- **担当課題 1**
歯科医師の経歴を語る本文について、次の問いに答えてください。
(a) 母や叔母の職業は何でしたか。
(b) 訪問専門の歯科医師として開業したのは何年ですか。
(c) 安曇野市を中心に行ってきた訪問診療は、約何回を超えていますか。
- **担当課題 2**
訪問歯科医師の経歴を語る本文を、最後の文の後から書き継いでください。

- **掲載本文**
◇ ◇ ◇ ◇
諏訪大社のお膝元である諏訪市の生まれ。母や叔母が看護師だったこともあり、身近だった医療の道へ進むことを決めました。歯学部を卒業後は、大学病院附属の特殊研究機関で最先端の歯科医療を学ぶことに。とにかくハードな毎日でしたが、今の自分を支える知識や技術、診療に対する考え方は、この頃に身に付いたように思います。
慌ただしい日々の中、ある時訪問歯科診療を経験する機会があって。一人ひとりとじっくり向き合いながら診ることができる訪問診療の在り方に、強く共感しました。自分の進む歯科医療の在り方はこれだと思い、平成24(2012)年に訪問専門の歯科医師として開業。以来、安曇野市を中心に、14年にわたり約7万回を超える訪問診療を行っています。
◇ ◇ ◇ ◇
- **表示情報**
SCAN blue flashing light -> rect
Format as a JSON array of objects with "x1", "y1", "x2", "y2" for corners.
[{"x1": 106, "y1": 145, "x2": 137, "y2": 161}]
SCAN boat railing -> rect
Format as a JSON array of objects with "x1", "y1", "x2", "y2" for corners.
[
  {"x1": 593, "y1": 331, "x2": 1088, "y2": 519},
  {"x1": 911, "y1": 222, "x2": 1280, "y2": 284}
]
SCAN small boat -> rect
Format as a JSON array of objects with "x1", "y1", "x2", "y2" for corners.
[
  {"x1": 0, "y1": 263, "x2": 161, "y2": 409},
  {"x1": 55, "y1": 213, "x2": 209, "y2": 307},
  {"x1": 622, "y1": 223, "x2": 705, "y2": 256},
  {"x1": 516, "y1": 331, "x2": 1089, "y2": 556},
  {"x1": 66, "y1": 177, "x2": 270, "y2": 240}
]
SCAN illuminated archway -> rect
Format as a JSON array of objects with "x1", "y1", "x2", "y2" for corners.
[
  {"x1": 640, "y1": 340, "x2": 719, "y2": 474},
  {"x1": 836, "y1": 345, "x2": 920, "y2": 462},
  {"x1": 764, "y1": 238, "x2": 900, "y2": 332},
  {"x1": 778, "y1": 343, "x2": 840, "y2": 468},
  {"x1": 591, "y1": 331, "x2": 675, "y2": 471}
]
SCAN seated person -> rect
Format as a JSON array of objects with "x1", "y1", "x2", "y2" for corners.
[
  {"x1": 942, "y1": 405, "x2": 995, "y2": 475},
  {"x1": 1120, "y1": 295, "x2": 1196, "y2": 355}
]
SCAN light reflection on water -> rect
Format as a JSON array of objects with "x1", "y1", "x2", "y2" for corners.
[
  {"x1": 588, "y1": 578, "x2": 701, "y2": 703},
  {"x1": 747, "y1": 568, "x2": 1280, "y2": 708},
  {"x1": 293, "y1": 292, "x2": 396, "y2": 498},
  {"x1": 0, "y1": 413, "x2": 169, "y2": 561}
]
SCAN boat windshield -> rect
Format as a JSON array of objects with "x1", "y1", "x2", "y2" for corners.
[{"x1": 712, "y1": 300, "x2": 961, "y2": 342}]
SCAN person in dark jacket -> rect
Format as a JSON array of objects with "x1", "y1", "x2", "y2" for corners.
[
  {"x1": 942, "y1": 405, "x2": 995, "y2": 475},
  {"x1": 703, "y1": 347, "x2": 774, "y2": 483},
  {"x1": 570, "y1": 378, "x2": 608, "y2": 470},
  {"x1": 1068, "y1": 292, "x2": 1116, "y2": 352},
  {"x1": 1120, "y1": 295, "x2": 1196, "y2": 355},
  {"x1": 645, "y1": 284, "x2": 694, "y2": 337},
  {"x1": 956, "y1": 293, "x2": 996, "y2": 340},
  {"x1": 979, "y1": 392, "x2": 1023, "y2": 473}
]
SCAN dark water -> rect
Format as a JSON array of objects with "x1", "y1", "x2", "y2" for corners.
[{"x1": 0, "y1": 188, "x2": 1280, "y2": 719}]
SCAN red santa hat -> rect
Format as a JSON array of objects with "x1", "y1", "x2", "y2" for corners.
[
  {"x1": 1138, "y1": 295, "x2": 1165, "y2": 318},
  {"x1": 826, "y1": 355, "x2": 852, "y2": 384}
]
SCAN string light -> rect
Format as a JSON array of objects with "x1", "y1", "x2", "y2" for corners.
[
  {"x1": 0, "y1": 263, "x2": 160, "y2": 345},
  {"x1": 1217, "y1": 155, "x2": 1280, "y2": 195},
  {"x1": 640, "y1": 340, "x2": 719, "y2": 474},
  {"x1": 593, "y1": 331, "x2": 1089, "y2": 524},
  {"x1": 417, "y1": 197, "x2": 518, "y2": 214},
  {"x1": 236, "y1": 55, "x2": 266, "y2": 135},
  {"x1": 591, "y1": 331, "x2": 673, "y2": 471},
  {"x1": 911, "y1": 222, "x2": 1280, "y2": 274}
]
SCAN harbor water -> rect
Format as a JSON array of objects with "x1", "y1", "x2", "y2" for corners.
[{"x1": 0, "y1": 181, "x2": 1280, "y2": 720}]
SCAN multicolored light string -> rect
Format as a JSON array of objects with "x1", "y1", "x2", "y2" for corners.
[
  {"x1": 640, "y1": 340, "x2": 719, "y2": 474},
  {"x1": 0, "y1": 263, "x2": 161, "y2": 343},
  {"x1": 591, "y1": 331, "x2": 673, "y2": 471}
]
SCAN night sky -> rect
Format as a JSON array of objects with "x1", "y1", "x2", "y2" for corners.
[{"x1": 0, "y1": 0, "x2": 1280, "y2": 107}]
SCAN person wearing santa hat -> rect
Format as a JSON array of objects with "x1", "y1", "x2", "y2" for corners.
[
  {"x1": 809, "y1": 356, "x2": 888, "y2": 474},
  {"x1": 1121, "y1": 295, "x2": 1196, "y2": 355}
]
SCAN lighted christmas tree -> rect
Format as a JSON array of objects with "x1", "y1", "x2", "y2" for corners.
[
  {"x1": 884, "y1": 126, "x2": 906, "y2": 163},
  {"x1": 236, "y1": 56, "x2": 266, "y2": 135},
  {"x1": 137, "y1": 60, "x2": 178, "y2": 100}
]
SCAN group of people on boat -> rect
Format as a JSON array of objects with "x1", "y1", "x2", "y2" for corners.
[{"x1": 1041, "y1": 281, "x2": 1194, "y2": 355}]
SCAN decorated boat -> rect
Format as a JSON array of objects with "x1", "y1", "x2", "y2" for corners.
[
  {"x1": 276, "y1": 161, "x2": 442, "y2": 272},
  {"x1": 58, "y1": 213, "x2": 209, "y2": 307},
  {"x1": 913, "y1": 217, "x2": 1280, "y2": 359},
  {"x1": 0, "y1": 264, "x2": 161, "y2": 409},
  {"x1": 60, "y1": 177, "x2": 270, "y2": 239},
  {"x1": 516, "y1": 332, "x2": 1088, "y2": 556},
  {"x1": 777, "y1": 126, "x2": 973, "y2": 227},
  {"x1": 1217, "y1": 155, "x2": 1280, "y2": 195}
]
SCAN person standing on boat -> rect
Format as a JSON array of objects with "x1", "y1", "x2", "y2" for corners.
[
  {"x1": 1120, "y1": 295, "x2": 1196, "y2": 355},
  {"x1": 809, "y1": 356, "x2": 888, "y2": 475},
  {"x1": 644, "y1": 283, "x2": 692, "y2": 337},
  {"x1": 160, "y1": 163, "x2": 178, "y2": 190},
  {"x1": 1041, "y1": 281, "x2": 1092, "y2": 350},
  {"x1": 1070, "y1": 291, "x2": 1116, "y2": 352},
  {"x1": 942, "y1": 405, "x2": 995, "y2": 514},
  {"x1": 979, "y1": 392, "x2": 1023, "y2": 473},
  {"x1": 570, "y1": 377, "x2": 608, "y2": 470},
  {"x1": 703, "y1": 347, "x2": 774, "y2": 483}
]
◇ ◇ ◇ ◇
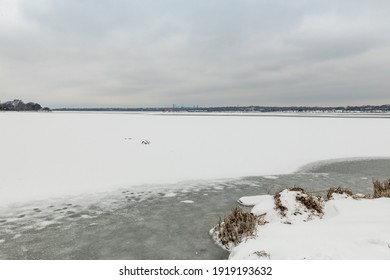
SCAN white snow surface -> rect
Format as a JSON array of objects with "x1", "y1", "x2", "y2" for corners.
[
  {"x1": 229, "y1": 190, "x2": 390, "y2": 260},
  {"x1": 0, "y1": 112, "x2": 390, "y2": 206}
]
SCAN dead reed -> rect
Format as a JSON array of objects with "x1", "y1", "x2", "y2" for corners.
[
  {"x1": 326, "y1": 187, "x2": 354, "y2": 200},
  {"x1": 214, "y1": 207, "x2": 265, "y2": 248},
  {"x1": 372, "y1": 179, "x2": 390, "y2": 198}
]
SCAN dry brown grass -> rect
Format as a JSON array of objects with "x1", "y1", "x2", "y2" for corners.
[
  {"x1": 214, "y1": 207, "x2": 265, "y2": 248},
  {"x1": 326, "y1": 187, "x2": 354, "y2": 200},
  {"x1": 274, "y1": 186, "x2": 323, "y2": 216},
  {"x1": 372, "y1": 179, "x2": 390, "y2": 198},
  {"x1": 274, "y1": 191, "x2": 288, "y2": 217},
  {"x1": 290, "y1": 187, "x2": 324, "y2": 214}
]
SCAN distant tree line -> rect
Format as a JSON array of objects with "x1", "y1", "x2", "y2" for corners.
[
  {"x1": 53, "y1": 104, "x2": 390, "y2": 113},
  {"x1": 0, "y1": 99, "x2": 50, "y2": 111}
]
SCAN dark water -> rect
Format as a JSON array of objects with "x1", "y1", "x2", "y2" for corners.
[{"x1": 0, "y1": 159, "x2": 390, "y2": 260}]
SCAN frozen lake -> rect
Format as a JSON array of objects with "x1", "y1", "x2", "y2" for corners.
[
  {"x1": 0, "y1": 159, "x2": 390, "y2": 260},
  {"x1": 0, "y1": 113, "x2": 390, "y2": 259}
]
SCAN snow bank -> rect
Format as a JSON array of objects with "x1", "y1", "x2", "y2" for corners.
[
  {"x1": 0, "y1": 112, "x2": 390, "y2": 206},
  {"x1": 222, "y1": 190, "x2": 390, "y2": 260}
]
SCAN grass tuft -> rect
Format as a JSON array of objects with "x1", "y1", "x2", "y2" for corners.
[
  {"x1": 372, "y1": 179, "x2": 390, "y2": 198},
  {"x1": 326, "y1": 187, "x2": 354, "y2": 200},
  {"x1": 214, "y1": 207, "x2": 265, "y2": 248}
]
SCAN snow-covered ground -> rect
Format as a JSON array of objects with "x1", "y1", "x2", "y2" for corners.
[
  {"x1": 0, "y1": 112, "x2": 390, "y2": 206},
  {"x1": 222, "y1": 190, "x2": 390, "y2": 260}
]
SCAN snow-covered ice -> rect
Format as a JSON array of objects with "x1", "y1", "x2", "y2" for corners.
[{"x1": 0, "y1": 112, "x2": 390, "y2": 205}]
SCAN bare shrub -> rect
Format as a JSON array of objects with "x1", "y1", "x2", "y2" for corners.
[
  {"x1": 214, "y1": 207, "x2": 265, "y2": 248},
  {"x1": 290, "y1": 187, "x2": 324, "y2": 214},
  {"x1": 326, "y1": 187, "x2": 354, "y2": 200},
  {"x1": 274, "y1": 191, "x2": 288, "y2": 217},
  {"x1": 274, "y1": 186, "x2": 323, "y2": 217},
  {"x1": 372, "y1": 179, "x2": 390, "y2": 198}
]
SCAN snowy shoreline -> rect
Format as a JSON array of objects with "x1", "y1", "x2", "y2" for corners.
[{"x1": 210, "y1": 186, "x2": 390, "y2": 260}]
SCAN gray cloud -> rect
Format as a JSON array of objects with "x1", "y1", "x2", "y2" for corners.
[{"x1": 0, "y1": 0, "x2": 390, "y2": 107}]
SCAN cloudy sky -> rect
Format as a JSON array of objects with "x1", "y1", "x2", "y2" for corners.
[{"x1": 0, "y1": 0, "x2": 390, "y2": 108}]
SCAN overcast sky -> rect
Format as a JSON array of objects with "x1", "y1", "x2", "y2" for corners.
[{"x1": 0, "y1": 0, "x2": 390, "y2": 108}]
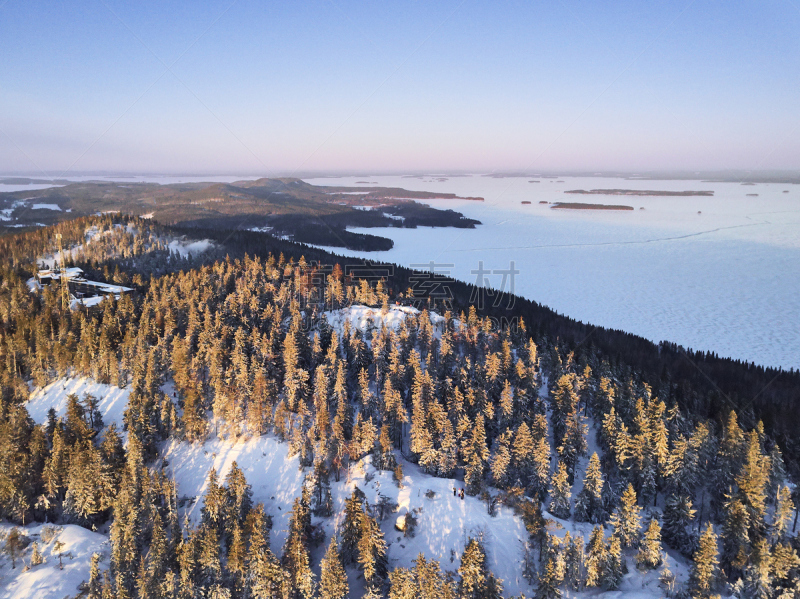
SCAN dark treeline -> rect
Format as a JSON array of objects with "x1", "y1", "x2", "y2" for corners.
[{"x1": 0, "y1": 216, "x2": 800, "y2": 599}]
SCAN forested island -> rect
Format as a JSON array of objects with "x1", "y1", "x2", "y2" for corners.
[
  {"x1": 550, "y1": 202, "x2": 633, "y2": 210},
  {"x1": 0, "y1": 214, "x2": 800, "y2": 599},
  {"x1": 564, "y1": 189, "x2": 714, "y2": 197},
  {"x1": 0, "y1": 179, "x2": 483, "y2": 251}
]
◇ ◇ ◇ ◇
- **解答欄 1**
(a) 看護師
(b) 平成24(2012)年
(c) 約7万回

- **解答欄 2**
訪問歯科診療はお年寄りが多いのですが、治療し、口腔ケアを継続していくことで、利用者さんがどんどん変わっていく姿に驚くことがあります。流動食しか食べられず寝たきりだった方が、入れ歯を調整して痛みをとり、同時に口腔内を清潔に保つよう指導したところ、食事をしっかり取れるようになり、目の輝きを取り戻しました。口腔ケアをしたことで、人としての喜びや尊厳まで、取り戻すことができたのです。
口は、6種類の神経が脳とつながっています。自分の歯で咀嚼すること。舌で美味しいと感じること。それらすべてが脳への刺激となり、脳が活性化されます。自分の歯を守ることが、何十年後の自分に大きく影響するということを、もっと多くの方に知っていただきたいと思っています。